## Text extract
How Can I Find Duplicate Values in SQL Server?

essentialSQL

5.00/5 (2 votes)

4 Jan 2016MIT6 min read

17.7K

How to find duplicate values in SQL Server

In this article, find out how to find duplicate values in a table or view using SQL. We’ll go step by step through the process. We’ll start with a simple problem, slowly build up the SQL, until we achieve the end result.

By the end, you’ll understand the pattern used to identify duplicate values and be able to use it in your database.

All the examples for this lesson are based on Microsoft SQL Server Management Studio and the AdventureWorks2012 database. You can get started using these free tools using my Guide Getting Started Using SQL Server.

Find Duplicate Values in SQL Server

Let’s get started. We’ll base this article on a real-world request; the human resource manager would like you to find all employees sharing the same birthday. She would like the list sorted by BirthDate and EmployeeName.

After looking at the database, it becomes apparent the HumanResources.Employee table is the one to use as it contains employee birthdates.

At first glance, it seem like it would be pretty easy to find duplicate values in SQL server. After all, we can easily sort the data.

Duplicate Birth Dates

But once the data is sorted, it gets harder! Since SQL is a set based language, there is no easy way, except for using cursors, to know the previous record’s values.

If we knew these, we could just compare values, and when they were the same, flag the records as duplicates.

Luckily, there is another way for us to do this. We’ll use an INNER JOIN to match employee birthdays. By doing so, we’ll get a list of employees sharing the same birthdate.

This is going to be a build-as you go article. I’ll start out with a simple query, show results, and point out what needs refinement and move on. We’ll start out with getting a list of employees and their birthdates.

Step 1 – Get a List of Employees Sorted By Birthdate

When working with SQL, especially in uncharted territory, I feel it is better to build a statement in small steps, verifying results as you go, rather than writing the “final” SQL in one step, to only find I need to troubleshoot it.

Hint: If you’re working with a very large database, then it may make sense to make a smaller copy as your dev or test version and use that to write your queries. That way, you don’t kill the production database’s performance and get everyone down on you.

So for our first step, we are going to list all employees. To do so, we’ll join the Employee table to the Person table to so we can get the employee’s name.

Here is the query so far

SQL

SELECT   E1.BusinessEntityID,
         P.FirstName + ' ' + p.LastName AS FullName,
         E1.BirthDate
FROM     HumanResources.Employee AS E1
         INNER JOIN
         Person.Person AS P
         ON P.BusinessEntityID = E1.BusinessEntityID
ORDER BY E1.BirthDate, FullName

If you look at the result, you see we have all the elements of the HR manager’s request, except that we’re displaying every employee.

Employee Names and Birth Dates

In the next step, we’ll set up the results so we can start to compare birth dates to find duplicate values.

STEP 2 – Compare Birthdates to Identify Duplicates

Now that we have a list of employees, we now need a means to compare birthdates so we can identify employees with the same birthdates. In general, these are duplicate values.

To do the comparison, we’ll do a self-join on the employee table. A self-join is just a simplified version of an INNER JOIN. We start out using BirthDate as our join condition. This ensures we’re only retrieving employees with the same birth date.

## Entries provided
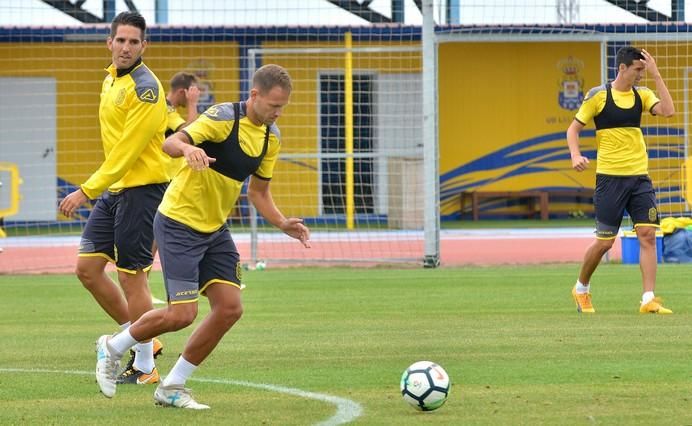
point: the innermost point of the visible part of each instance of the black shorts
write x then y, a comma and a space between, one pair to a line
120, 228
192, 260
615, 194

## Exercise A
In the SQL Server duplicates article, which table is chosen because it contains employee birthdates?
## Exercise B
Write out the passage of the SQL Server duplicates article that begins at the words "Luckily, there is" and stops after "to troubleshoot it.".
## Exercise C
Pick up the SQL Server duplicates article after its last sentence and keep writing it.
The items aren't needed for any of this.

## Response A
The HumanResources.Employee table.

## Response B
Luckily, there is another way for us to do this. We’ll use an INNER JOIN to match employee birthdays. By doing so, we’ll get a list of employees sharing the same birthdate.

This is going to be a build-as you go article. I’ll start out with a simple query, show results, and point out what needs refinement and move on. We’ll start out with getting a list of employees and their birthdates.

Step 1 – Get a List of Employees Sorted By Birthdate

When working with SQL, especially in uncharted territory, I feel it is better to build a statement in small steps, verifying results as you go, rather than writing the “final” SQL in one step, to only find I need to troubleshoot it.

## Response C
SQL

SELECT   E1.BusinessEntityID,
         E2.BusinessEntityID,
         P.FirstName + ' ' + p.LastName AS FullName,
         E1.BirthDate
FROM     HumanResources.Employee AS E1
         INNER JOIN
         Person.Person AS P
         ON P.BusinessEntityID = E1.BusinessEntityID
         INNER JOIN
         HumanResources.Employee AS E2
         ON E2.BirthDate = E1.BirthDate
ORDER BY E1.BirthDate, FullName

I added E2.BusinessEntityID to the query so you can compare the primary key from both E1 and E2. You see in many cases that they are the same.

The reason we’re focusing on BusinessEntityID is that it is the primary key and the unique identifier for the table. It becomes a highly concise and convenient means to identify a row’s results and to understand its source.

We’re getting closer to obtaining our final result, but once you check out the results, you’ll see we’re picking up the same record in both the E1 and E2 match.

Check out the items circled in red. Those are the false positives we need to eliminate from our results. Those are the same rows matching to themselves.

The good news is we are really close to just identifying the duplicates.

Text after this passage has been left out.